## MATERIAL PROVIDED
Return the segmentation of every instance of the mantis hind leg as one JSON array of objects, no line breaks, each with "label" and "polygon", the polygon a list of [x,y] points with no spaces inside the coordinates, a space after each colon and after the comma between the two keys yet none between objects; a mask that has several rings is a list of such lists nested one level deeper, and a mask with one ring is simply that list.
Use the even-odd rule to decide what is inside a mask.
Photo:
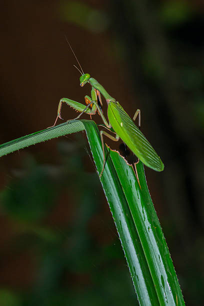
[{"label": "mantis hind leg", "polygon": [[134,116],[132,118],[132,120],[134,121],[136,120],[136,118],[137,118],[137,116],[138,116],[138,128],[139,128],[139,130],[140,129],[140,124],[141,124],[141,112],[140,110],[139,110],[139,108],[138,108],[138,110],[136,110]]},{"label": "mantis hind leg", "polygon": [[111,139],[114,142],[118,142],[120,139],[119,136],[117,134],[116,134],[116,136],[114,137],[114,136],[112,136],[112,135],[110,135],[110,134],[108,134],[108,133],[107,133],[107,132],[105,132],[104,130],[101,130],[100,132],[100,139],[101,139],[102,143],[102,154],[104,156],[104,163],[102,165],[102,170],[101,172],[100,173],[100,175],[99,176],[100,178],[101,177],[102,174],[102,172],[104,172],[104,168],[105,167],[105,164],[106,164],[105,151],[104,150],[104,135],[105,136],[106,136],[110,139]]}]

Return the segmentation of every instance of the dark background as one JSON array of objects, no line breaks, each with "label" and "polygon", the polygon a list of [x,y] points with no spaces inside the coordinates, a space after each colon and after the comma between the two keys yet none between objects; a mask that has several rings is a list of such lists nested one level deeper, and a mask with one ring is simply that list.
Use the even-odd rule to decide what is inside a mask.
[{"label": "dark background", "polygon": [[[146,168],[148,185],[194,306],[204,286],[204,10],[201,0],[2,0],[0,13],[0,142],[52,125],[60,98],[90,94],[66,34],[84,72],[130,116],[141,110],[165,165]],[[90,154],[78,133],[0,158],[1,306],[137,304]]]}]

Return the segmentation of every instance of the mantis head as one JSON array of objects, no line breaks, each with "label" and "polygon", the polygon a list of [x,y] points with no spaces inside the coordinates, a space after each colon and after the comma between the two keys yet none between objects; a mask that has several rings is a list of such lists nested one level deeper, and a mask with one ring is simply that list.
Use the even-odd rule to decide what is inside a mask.
[{"label": "mantis head", "polygon": [[80,76],[80,86],[83,87],[83,86],[88,81],[90,78],[90,76],[89,74],[82,74],[82,76]]}]

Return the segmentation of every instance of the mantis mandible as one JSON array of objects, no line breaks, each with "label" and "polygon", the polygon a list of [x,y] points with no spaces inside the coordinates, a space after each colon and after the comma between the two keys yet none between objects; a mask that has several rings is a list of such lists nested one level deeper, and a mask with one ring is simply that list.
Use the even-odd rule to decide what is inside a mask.
[{"label": "mantis mandible", "polygon": [[[94,115],[98,110],[107,128],[109,130],[112,128],[116,133],[116,136],[114,136],[104,130],[100,131],[104,155],[104,164],[100,174],[100,178],[104,172],[106,164],[104,136],[116,142],[118,141],[120,138],[144,164],[156,171],[162,171],[164,168],[164,164],[140,128],[136,126],[119,102],[111,96],[96,80],[90,77],[89,74],[84,72],[70,43],[68,41],[68,42],[82,70],[80,71],[76,66],[74,66],[82,74],[80,79],[80,86],[83,87],[86,83],[90,84],[92,86],[91,98],[88,96],[85,96],[86,106],[67,98],[60,99],[58,106],[58,116],[53,126],[56,125],[58,118],[62,119],[61,108],[63,102],[66,103],[76,111],[80,112],[80,114],[72,120],[78,119],[84,113],[90,116]],[[108,122],[106,119],[102,110],[102,104],[101,94],[104,97],[108,104]],[[134,120],[138,115],[139,128],[140,128],[140,110],[138,109],[136,111],[133,120]],[[69,121],[68,122],[68,123]]]}]

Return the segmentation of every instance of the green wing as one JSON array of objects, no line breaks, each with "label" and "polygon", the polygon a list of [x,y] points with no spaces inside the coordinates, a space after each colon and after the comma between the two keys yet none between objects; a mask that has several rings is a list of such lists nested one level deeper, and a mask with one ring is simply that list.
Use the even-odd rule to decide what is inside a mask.
[{"label": "green wing", "polygon": [[143,164],[162,171],[164,166],[160,156],[118,102],[108,104],[108,115],[115,132]]}]

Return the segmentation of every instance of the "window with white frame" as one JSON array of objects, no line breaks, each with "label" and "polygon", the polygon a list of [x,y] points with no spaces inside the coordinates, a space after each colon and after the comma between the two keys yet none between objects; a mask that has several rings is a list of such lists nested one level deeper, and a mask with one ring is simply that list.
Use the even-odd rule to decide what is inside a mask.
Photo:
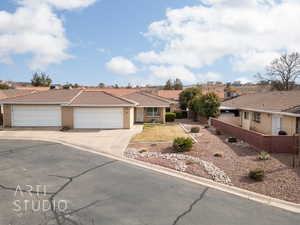
[{"label": "window with white frame", "polygon": [[260,113],[259,112],[253,113],[253,121],[256,123],[260,123]]},{"label": "window with white frame", "polygon": [[159,108],[156,107],[151,107],[151,108],[146,108],[146,116],[147,117],[159,117]]}]

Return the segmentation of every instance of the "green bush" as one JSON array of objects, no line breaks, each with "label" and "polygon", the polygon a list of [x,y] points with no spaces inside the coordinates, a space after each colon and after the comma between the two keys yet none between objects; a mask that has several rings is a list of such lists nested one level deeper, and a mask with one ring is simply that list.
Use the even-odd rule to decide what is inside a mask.
[{"label": "green bush", "polygon": [[176,112],[176,119],[186,119],[187,111]]},{"label": "green bush", "polygon": [[261,152],[258,157],[259,160],[269,160],[270,159],[270,155],[267,152]]},{"label": "green bush", "polygon": [[222,155],[222,153],[217,152],[217,153],[214,154],[214,157],[221,158],[221,157],[223,157],[223,155]]},{"label": "green bush", "polygon": [[176,152],[188,152],[193,147],[192,138],[179,137],[173,141],[173,149]]},{"label": "green bush", "polygon": [[248,176],[252,180],[262,181],[265,177],[265,171],[264,171],[264,169],[256,168],[256,169],[250,170]]},{"label": "green bush", "polygon": [[200,128],[199,127],[192,127],[191,128],[191,133],[199,133]]},{"label": "green bush", "polygon": [[176,113],[167,112],[166,113],[166,122],[174,122],[176,118]]}]

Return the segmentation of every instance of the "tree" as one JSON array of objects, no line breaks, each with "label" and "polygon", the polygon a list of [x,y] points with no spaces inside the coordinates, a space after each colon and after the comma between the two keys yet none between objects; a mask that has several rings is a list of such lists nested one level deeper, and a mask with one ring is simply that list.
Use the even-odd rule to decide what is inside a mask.
[{"label": "tree", "polygon": [[173,90],[173,81],[171,79],[167,80],[164,90]]},{"label": "tree", "polygon": [[[283,54],[280,58],[274,59],[266,70],[265,76],[258,74],[260,80],[276,82],[272,86],[275,89],[292,90],[296,79],[300,77],[300,54],[297,52]],[[278,85],[278,82],[281,85]]]},{"label": "tree", "polygon": [[186,110],[190,107],[190,103],[197,95],[201,95],[202,90],[200,88],[187,88],[179,95],[179,104],[182,110]]},{"label": "tree", "polygon": [[31,84],[35,87],[49,87],[51,83],[51,78],[45,73],[34,73],[31,79]]},{"label": "tree", "polygon": [[174,90],[182,90],[183,89],[183,84],[180,79],[176,78],[174,82]]},{"label": "tree", "polygon": [[98,84],[98,88],[105,88],[105,84],[104,83]]},{"label": "tree", "polygon": [[217,117],[219,114],[220,99],[215,93],[196,96],[191,102],[191,110],[205,118]]}]

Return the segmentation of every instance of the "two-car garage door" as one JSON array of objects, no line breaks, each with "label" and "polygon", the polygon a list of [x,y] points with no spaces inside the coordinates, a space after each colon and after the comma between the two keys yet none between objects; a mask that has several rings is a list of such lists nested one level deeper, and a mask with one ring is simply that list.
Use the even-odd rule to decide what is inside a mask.
[{"label": "two-car garage door", "polygon": [[[73,110],[74,128],[118,129],[123,128],[123,108],[83,108]],[[13,127],[60,127],[60,106],[12,106]]]},{"label": "two-car garage door", "polygon": [[74,128],[123,128],[123,108],[74,108]]},{"label": "two-car garage door", "polygon": [[60,106],[12,106],[13,127],[59,127]]}]

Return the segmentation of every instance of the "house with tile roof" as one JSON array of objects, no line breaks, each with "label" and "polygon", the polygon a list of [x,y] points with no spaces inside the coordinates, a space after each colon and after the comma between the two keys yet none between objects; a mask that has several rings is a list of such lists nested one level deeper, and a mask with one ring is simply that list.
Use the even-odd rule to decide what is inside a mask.
[{"label": "house with tile roof", "polygon": [[0,103],[4,127],[71,129],[130,129],[135,122],[165,123],[166,108],[171,104],[142,91],[118,96],[85,89],[34,92]]},{"label": "house with tile roof", "polygon": [[224,101],[220,120],[265,135],[300,133],[300,91],[242,95]]}]

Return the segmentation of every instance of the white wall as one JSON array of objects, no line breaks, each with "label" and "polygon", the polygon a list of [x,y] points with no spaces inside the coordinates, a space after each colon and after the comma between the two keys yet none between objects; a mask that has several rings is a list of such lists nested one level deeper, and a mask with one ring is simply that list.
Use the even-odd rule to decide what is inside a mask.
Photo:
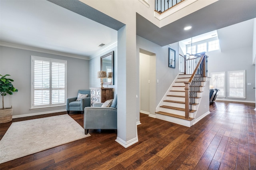
[{"label": "white wall", "polygon": [[140,53],[140,111],[145,113],[149,111],[150,56]]},{"label": "white wall", "polygon": [[[119,95],[118,97],[118,109],[117,141],[125,147],[128,147],[136,142],[136,139],[138,138],[136,117],[138,118],[140,111],[138,105],[140,98],[136,97],[139,95],[140,89],[138,74],[139,50],[136,51],[138,48],[137,48],[136,49],[136,13],[139,13],[150,22],[159,25],[159,21],[154,17],[153,13],[154,10],[154,1],[148,0],[150,5],[149,8],[148,8],[138,0],[80,0],[126,24],[118,32],[118,57],[117,70],[118,72],[118,88]],[[201,1],[206,2],[200,0]],[[207,1],[207,2],[210,2],[212,3],[213,0]],[[193,3],[192,6],[196,6],[196,4],[197,2]],[[205,4],[201,3],[201,5]],[[191,8],[191,10],[186,10],[188,8],[185,8],[183,10],[181,10],[182,11],[177,12],[177,16],[181,17],[183,15],[186,15],[189,11],[191,12],[193,10],[197,10],[196,9],[196,8]],[[170,23],[168,18],[174,20],[178,19],[176,17],[168,17],[166,18],[166,20],[168,21],[168,23]],[[176,47],[174,48],[176,49],[177,51],[178,51],[178,45],[175,46]],[[168,87],[163,88],[161,88],[162,86],[165,86],[168,84],[169,85],[166,86],[170,86],[170,83],[168,83],[173,81],[174,77],[176,77],[173,75],[177,75],[178,73],[178,68],[173,69],[166,67],[168,59],[168,57],[167,59],[165,57],[168,56],[168,50],[164,50],[164,49],[168,48],[166,47],[159,47],[159,49],[161,48],[163,48],[163,51],[165,52],[161,53],[163,55],[156,56],[156,67],[159,68],[159,70],[156,71],[156,77],[160,81],[157,86],[161,84],[160,87],[157,87],[156,89],[162,91],[160,93],[157,92],[156,101],[159,101],[162,97],[162,97],[168,89]],[[152,50],[149,49],[150,50],[148,51],[150,51]],[[177,55],[178,56],[178,53],[176,53],[176,59]]]},{"label": "white wall", "polygon": [[[4,99],[5,107],[12,105],[14,116],[66,110],[66,106],[30,110],[31,55],[68,61],[68,97],[76,96],[78,89],[89,89],[88,60],[2,46],[0,48],[0,74],[10,75],[14,81],[14,87],[18,90],[17,93],[12,95],[6,95]],[[1,104],[2,107],[2,102]]]},{"label": "white wall", "polygon": [[[252,50],[251,47],[237,49],[221,52],[220,50],[208,52],[208,71],[209,76],[213,72],[225,71],[226,74],[226,97],[225,100],[255,101],[255,65],[252,63]],[[246,99],[228,98],[228,71],[246,70]],[[248,85],[250,83],[251,85]]]},{"label": "white wall", "polygon": [[[170,85],[174,81],[179,73],[179,43],[176,43],[170,45],[166,45],[161,47],[151,42],[150,42],[138,36],[137,36],[136,38],[137,60],[138,63],[140,62],[139,59],[140,49],[146,50],[153,53],[155,54],[156,56],[156,101],[154,103],[152,104],[150,107],[154,107],[155,110],[156,107],[160,103],[164,95],[169,89]],[[176,68],[173,69],[168,67],[168,48],[176,51],[175,59]],[[139,66],[137,65],[138,69],[139,69]],[[157,83],[157,80],[158,83]],[[138,79],[138,81],[139,79]],[[139,91],[139,86],[137,87]],[[140,97],[137,100],[139,102]],[[139,117],[139,108],[137,108],[137,117]],[[150,111],[150,113],[155,115],[154,112]]]}]

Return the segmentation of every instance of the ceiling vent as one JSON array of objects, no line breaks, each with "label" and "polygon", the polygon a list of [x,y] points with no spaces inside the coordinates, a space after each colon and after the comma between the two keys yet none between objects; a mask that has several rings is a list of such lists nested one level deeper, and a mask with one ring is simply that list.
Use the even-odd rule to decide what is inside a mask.
[{"label": "ceiling vent", "polygon": [[103,46],[104,46],[104,45],[105,45],[105,44],[104,44],[104,43],[101,43],[100,44],[98,47],[102,47]]}]

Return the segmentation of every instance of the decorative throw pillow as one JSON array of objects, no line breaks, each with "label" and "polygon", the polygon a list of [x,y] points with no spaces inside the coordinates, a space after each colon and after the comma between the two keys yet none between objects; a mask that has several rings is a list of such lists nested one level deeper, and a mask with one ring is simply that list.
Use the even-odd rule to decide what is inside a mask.
[{"label": "decorative throw pillow", "polygon": [[112,104],[112,102],[113,101],[113,99],[108,100],[105,102],[102,105],[101,105],[102,107],[109,107],[111,105],[111,104]]},{"label": "decorative throw pillow", "polygon": [[87,97],[88,95],[84,95],[84,94],[78,93],[78,95],[77,97],[77,99],[76,101],[80,101],[82,99],[84,99]]}]

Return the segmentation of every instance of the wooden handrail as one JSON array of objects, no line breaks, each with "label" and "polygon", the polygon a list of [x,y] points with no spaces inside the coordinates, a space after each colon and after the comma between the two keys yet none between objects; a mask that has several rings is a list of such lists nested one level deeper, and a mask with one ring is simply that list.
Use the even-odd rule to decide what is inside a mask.
[{"label": "wooden handrail", "polygon": [[197,65],[196,65],[196,68],[195,68],[195,69],[194,70],[194,72],[192,74],[192,75],[191,75],[190,78],[189,79],[189,80],[188,81],[188,82],[189,82],[189,83],[191,83],[191,81],[192,81],[192,80],[193,79],[194,77],[195,76],[195,75],[196,74],[196,71],[197,71],[197,69],[199,67],[199,65],[200,65],[201,64],[201,63],[202,62],[202,61],[203,60],[203,59],[204,59],[204,57],[205,55],[205,53],[204,53],[201,54],[201,58],[200,59],[200,60],[199,60],[199,62],[198,62],[198,63],[197,63]]},{"label": "wooden handrail", "polygon": [[[198,68],[200,66],[200,65],[201,64],[202,61],[205,61],[205,60],[204,60],[204,59],[205,57],[207,57],[208,56],[205,55],[205,53],[204,52],[201,54],[201,58],[200,58],[200,60],[199,60],[199,61],[198,62],[196,65],[196,68],[195,68],[194,72],[193,72],[192,75],[190,77],[190,78],[189,79],[189,80],[188,81],[187,81],[184,83],[185,84],[185,89],[185,89],[185,117],[186,119],[189,118],[190,103],[191,103],[191,105],[192,104],[192,103],[191,102],[191,101],[190,101],[190,100],[189,100],[189,98],[190,98],[189,89],[190,89],[190,84],[192,81],[193,79],[194,79],[194,77],[195,76],[195,75],[196,75],[196,74],[197,71],[198,71]],[[194,58],[194,59],[195,58]],[[204,63],[204,64],[205,66],[205,63]],[[203,77],[205,77],[205,68],[204,67],[204,67],[202,68],[203,69],[202,74],[203,75]],[[191,92],[190,92],[190,93]],[[195,92],[196,93],[196,92]],[[192,105],[191,105],[192,106]],[[192,109],[190,108],[190,109]]]}]

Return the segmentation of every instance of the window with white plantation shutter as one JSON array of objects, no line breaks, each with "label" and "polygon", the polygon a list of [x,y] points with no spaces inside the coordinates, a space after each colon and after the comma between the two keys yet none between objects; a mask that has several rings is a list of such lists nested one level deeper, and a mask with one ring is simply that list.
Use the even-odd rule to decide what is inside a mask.
[{"label": "window with white plantation shutter", "polygon": [[245,70],[228,71],[228,97],[245,99]]},{"label": "window with white plantation shutter", "polygon": [[31,56],[31,108],[66,103],[67,61]]},{"label": "window with white plantation shutter", "polygon": [[218,97],[226,97],[226,75],[224,72],[212,73],[211,76],[211,84],[214,89],[220,90]]}]

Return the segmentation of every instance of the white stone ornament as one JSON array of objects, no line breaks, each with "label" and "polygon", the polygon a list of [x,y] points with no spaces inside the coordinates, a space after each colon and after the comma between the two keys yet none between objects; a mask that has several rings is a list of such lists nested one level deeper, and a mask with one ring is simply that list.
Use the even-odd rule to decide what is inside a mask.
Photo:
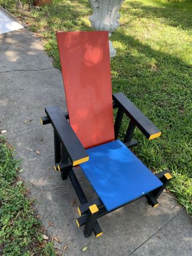
[{"label": "white stone ornament", "polygon": [[[91,26],[95,30],[109,31],[109,35],[119,26],[119,10],[124,0],[89,0],[93,14],[89,17]],[[109,40],[110,56],[114,57],[116,50]]]}]

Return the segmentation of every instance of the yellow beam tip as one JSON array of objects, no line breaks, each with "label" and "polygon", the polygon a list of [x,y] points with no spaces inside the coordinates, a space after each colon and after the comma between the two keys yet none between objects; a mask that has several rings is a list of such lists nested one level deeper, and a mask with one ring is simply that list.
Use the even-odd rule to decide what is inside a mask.
[{"label": "yellow beam tip", "polygon": [[88,162],[89,160],[89,156],[86,157],[82,158],[81,159],[76,160],[73,162],[73,166],[75,166],[76,165],[80,165],[80,163],[85,163],[85,162]]},{"label": "yellow beam tip", "polygon": [[89,208],[91,214],[94,214],[97,212],[98,212],[98,209],[97,208],[96,204],[92,204],[92,206],[90,206]]},{"label": "yellow beam tip", "polygon": [[59,165],[58,165],[58,170],[59,170],[59,171],[61,171],[61,169],[60,169]]},{"label": "yellow beam tip", "polygon": [[79,225],[79,223],[78,222],[77,219],[76,219],[76,223],[77,223],[78,228],[79,228],[80,225]]},{"label": "yellow beam tip", "polygon": [[157,133],[152,134],[152,135],[150,135],[150,137],[149,138],[149,139],[155,139],[156,138],[159,137],[161,134],[161,132],[158,132]]},{"label": "yellow beam tip", "polygon": [[82,213],[80,212],[79,207],[77,207],[77,212],[79,216],[82,216]]},{"label": "yellow beam tip", "polygon": [[167,178],[167,180],[170,180],[172,178],[172,176],[170,174],[169,172],[167,172],[165,174],[164,174],[164,177]]},{"label": "yellow beam tip", "polygon": [[101,232],[100,233],[98,233],[96,235],[96,237],[98,237],[100,236],[102,236],[103,234],[103,232]]}]

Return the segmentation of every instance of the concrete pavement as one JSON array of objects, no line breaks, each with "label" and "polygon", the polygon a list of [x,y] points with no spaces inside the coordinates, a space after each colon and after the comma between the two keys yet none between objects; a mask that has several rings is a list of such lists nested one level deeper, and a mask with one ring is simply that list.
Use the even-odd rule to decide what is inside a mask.
[{"label": "concrete pavement", "polygon": [[[39,39],[25,29],[1,35],[0,46],[1,129],[23,160],[21,175],[37,200],[34,207],[49,237],[62,241],[56,246],[67,245],[69,255],[191,255],[191,218],[167,192],[157,208],[143,198],[100,218],[103,235],[84,237],[76,224],[79,201],[70,181],[53,171],[52,128],[40,123],[45,106],[66,110],[61,72],[53,67]],[[77,168],[75,172],[92,198],[94,192],[83,174]]]}]

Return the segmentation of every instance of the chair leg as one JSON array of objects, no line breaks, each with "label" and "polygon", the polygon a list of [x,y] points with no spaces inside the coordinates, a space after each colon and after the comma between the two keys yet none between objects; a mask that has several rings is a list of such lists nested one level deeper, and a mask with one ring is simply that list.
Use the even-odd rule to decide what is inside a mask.
[{"label": "chair leg", "polygon": [[97,221],[98,213],[98,209],[96,204],[92,204],[89,207],[89,210],[87,213],[87,218],[84,229],[84,235],[85,237],[89,237],[92,235],[92,233]]},{"label": "chair leg", "polygon": [[172,178],[172,176],[167,171],[163,171],[161,172],[157,173],[155,174],[155,176],[157,176],[157,177],[163,183],[163,185],[162,186],[162,187],[155,189],[151,193],[149,193],[146,196],[148,203],[153,208],[156,207],[156,206],[158,206],[158,198],[160,197],[164,189],[166,188],[166,186],[167,186],[169,182]]},{"label": "chair leg", "polygon": [[[67,165],[68,163],[68,157],[64,147],[61,145],[61,163]],[[64,168],[60,169],[61,174],[61,178],[62,180],[67,180],[68,176],[68,168]]]}]

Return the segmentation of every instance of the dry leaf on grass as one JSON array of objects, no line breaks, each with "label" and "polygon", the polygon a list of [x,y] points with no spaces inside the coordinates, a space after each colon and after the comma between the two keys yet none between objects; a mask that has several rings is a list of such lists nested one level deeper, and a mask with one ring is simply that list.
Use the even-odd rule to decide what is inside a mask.
[{"label": "dry leaf on grass", "polygon": [[25,148],[28,150],[32,151],[32,150],[31,148],[28,148],[28,147],[26,147]]},{"label": "dry leaf on grass", "polygon": [[51,221],[48,221],[48,225],[49,226],[55,226],[54,223],[52,222]]},{"label": "dry leaf on grass", "polygon": [[43,234],[43,238],[44,240],[49,240],[49,237],[44,234]]}]

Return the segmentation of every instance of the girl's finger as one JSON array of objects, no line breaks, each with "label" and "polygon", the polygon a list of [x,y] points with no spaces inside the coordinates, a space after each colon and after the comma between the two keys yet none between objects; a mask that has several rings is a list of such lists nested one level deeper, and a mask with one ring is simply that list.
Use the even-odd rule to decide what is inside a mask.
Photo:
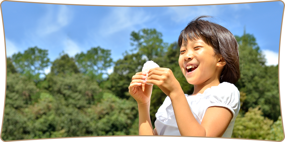
[{"label": "girl's finger", "polygon": [[148,71],[148,72],[150,72],[154,70],[160,70],[160,71],[164,71],[168,69],[168,68],[160,68],[158,67],[157,68],[152,68],[149,70]]},{"label": "girl's finger", "polygon": [[146,78],[146,76],[145,76],[142,75],[135,75],[133,76],[133,77],[132,78],[132,80],[137,80],[137,79],[141,79],[144,80]]},{"label": "girl's finger", "polygon": [[132,81],[132,82],[131,82],[130,84],[131,84],[134,83],[145,83],[145,80],[141,80],[141,79],[135,79],[133,80]]},{"label": "girl's finger", "polygon": [[152,84],[157,86],[160,85],[161,84],[161,82],[160,81],[153,79],[147,80],[146,83],[150,84]]},{"label": "girl's finger", "polygon": [[146,74],[145,72],[137,72],[136,73],[136,75],[145,75]]},{"label": "girl's finger", "polygon": [[148,76],[149,76],[153,74],[156,74],[159,76],[162,76],[165,73],[165,72],[164,70],[150,70],[150,71],[148,73]]},{"label": "girl's finger", "polygon": [[147,78],[146,79],[146,81],[150,80],[160,80],[163,79],[164,77],[163,76],[161,75],[152,74],[150,76],[149,76],[147,77]]}]

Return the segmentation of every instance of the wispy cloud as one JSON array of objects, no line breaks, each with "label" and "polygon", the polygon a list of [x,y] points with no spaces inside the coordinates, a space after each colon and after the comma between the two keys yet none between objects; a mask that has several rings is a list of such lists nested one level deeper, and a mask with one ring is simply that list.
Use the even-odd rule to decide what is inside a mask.
[{"label": "wispy cloud", "polygon": [[76,54],[81,52],[77,43],[70,39],[64,41],[64,52],[70,57],[74,57]]},{"label": "wispy cloud", "polygon": [[72,11],[68,5],[49,5],[47,7],[46,14],[39,21],[37,32],[39,35],[45,35],[58,31],[68,25],[72,18]]},{"label": "wispy cloud", "polygon": [[171,20],[177,23],[187,22],[201,15],[215,15],[219,12],[217,5],[189,6],[168,7],[167,12]]},{"label": "wispy cloud", "polygon": [[278,60],[279,58],[278,53],[274,52],[269,50],[263,50],[262,52],[265,55],[265,57],[266,59],[266,65],[270,66],[278,64]]},{"label": "wispy cloud", "polygon": [[6,43],[6,55],[7,57],[11,57],[15,53],[19,51],[15,44],[7,38],[5,39]]},{"label": "wispy cloud", "polygon": [[129,7],[112,8],[110,14],[102,20],[100,32],[106,36],[121,31],[127,27],[143,24],[151,16],[142,9]]}]

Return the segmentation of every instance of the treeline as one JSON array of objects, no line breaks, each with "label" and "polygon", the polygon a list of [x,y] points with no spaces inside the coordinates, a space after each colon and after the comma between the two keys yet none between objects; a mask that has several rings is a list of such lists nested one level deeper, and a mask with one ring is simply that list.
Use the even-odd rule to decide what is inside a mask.
[{"label": "treeline", "polygon": [[[176,42],[164,42],[162,34],[155,29],[142,29],[131,35],[133,49],[115,62],[111,51],[99,47],[74,58],[63,53],[52,62],[47,50],[36,47],[7,58],[2,139],[138,135],[137,105],[128,87],[133,76],[148,60],[170,69],[184,93],[192,93],[194,87],[178,65]],[[236,37],[241,73],[235,85],[241,106],[232,137],[282,140],[278,66],[265,65],[252,35],[245,31]],[[41,78],[51,64],[50,72]],[[107,69],[113,65],[113,72],[107,75]],[[166,97],[154,86],[153,125]]]}]

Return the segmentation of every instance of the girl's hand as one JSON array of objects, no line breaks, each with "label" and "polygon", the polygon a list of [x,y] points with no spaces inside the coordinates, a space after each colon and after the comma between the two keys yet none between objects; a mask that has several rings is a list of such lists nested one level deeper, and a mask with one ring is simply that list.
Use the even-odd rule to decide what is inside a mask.
[{"label": "girl's hand", "polygon": [[129,87],[129,92],[138,102],[138,105],[144,105],[150,104],[153,85],[145,84],[145,72],[137,73],[133,76],[132,82]]},{"label": "girl's hand", "polygon": [[170,69],[156,68],[150,69],[148,72],[146,82],[157,85],[167,96],[170,97],[174,93],[183,92],[180,83]]}]

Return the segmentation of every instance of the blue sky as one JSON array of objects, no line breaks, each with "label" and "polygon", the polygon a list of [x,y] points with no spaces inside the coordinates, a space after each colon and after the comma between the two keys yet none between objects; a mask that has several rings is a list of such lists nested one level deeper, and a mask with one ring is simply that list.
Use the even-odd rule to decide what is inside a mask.
[{"label": "blue sky", "polygon": [[[176,41],[196,17],[215,16],[234,35],[253,34],[268,65],[278,64],[284,4],[281,1],[214,5],[116,7],[5,1],[1,3],[7,56],[37,46],[52,61],[63,51],[71,57],[100,46],[111,50],[115,61],[133,48],[130,34],[155,28],[164,42]],[[47,68],[46,73],[48,72]],[[109,72],[112,71],[109,69]]]}]

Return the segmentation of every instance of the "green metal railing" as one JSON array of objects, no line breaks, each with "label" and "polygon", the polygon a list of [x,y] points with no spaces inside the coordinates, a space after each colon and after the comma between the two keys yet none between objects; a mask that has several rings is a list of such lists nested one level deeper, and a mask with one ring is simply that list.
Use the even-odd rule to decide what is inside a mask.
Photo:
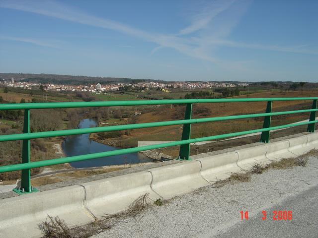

## WRITTEN PROBLEM
How many of the lines above contain the string "dark", matching case? Give only the number.

## FINISHED EXERCISE
2